▶ _Given problem 1_: Return every one of the rows below without any change, line for line, and leave out the passage about Panel decisions.

▶ _Passage to read_:
──────
The bulk of the Panel’s decisions over the five year period related to matters involving an allegation of unacceptable circumstances (93.9%).[61] As set out in Graph 7, just under a third of all unacceptable circumstances matters (including Review Panel decisions) did not result in any substantive outcome, either due to the matter being withdrawn or adjourned, the Panel declining to conduct proceedings, or the Panel declining the application following its proceedings.[62] A similar proportion of matters resulted in a declaration of unacceptable circumstances and/or at least one type of order. Interestingly, the greatest proportion of unacceptable circumstances matters were declined either before or after proceedings in light of an undertaking made by at least one of the parties.[63]

A quarter of all unacceptable circumstances matters resulted in either an interim order and/or an order following a declaration (‘final order’), with more than a fifth leading to a declaration of unacceptable circumstances. There were slightly more final orders (16.5%) than interim orders (14.4%), with only a small proportion of unacceptable circumstances matters resulting in costs orders (4.3%).[64] As set out in Graph 8, the proportion of such matters in each year leading to a declaration of unacceptable circumstances increased significantly (from 5% in the first year to 25.8% in the fifth year). Similarly, Graph 8 reveals an overall increase in the extent to which the Panel made final orders in unacceptable circumstances matters, from none in the first year to the highest proportion of decisions in the fifth year (19.4%). These statistics highlight how the Panel has applied stronger remedial action in matters over time. The expansion in the use of declarations and orders suggests that parties can expect that the Panel will be more likely to take such action as was the case immediately following the implementation of the CLERP reforms.
──────
▶ _Data shown_:

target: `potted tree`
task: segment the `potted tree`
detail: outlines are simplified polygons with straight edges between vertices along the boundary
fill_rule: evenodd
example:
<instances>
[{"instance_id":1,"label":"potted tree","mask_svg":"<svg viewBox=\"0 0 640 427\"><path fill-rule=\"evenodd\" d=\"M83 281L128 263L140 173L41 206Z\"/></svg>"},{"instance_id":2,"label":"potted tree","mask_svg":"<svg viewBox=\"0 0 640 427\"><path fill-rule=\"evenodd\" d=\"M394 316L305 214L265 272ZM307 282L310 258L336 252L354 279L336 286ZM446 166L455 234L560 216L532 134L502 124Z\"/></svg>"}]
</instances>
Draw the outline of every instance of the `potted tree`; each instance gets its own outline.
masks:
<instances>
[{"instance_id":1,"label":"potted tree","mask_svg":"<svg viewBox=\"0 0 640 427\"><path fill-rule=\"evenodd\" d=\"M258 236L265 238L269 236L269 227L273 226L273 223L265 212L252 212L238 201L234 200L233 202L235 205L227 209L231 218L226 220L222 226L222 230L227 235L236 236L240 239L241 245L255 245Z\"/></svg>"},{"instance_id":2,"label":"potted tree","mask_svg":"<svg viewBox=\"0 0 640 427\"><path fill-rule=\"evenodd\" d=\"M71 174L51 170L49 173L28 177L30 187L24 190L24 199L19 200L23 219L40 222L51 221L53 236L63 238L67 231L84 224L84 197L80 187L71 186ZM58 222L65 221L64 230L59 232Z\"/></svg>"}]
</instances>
──────
▶ _Given problem 2_: In the passage on Panel decisions, what share of unacceptable circumstances matters resulted in costs orders?

▶ _Written response 1_:
target: `potted tree`
task: segment the `potted tree`
detail: outlines are simplified polygons with straight edges between vertices along the boundary
fill_rule: evenodd
example:
<instances>
[{"instance_id":1,"label":"potted tree","mask_svg":"<svg viewBox=\"0 0 640 427\"><path fill-rule=\"evenodd\" d=\"M83 281L128 263L140 173L41 206Z\"/></svg>"},{"instance_id":2,"label":"potted tree","mask_svg":"<svg viewBox=\"0 0 640 427\"><path fill-rule=\"evenodd\" d=\"M394 316L305 214L265 272ZM307 282L310 258L336 252L354 279L336 286ZM446 166L455 234L560 216L532 134L502 124Z\"/></svg>"}]
</instances>
Draw the outline of every instance of the `potted tree`; each instance gets its own outline.
masks:
<instances>
[{"instance_id":1,"label":"potted tree","mask_svg":"<svg viewBox=\"0 0 640 427\"><path fill-rule=\"evenodd\" d=\"M258 236L265 238L269 236L269 227L273 226L273 223L265 212L252 212L238 201L234 200L233 202L235 205L227 209L231 218L226 220L222 226L222 230L227 235L236 236L240 239L241 245L255 245Z\"/></svg>"},{"instance_id":2,"label":"potted tree","mask_svg":"<svg viewBox=\"0 0 640 427\"><path fill-rule=\"evenodd\" d=\"M71 174L51 170L49 173L28 177L30 187L24 190L24 199L19 200L23 219L40 222L51 221L53 236L63 238L67 231L84 224L84 197L80 187L71 186ZM58 222L65 221L64 230L59 232Z\"/></svg>"}]
</instances>

▶ _Written response 2_: 4.3%.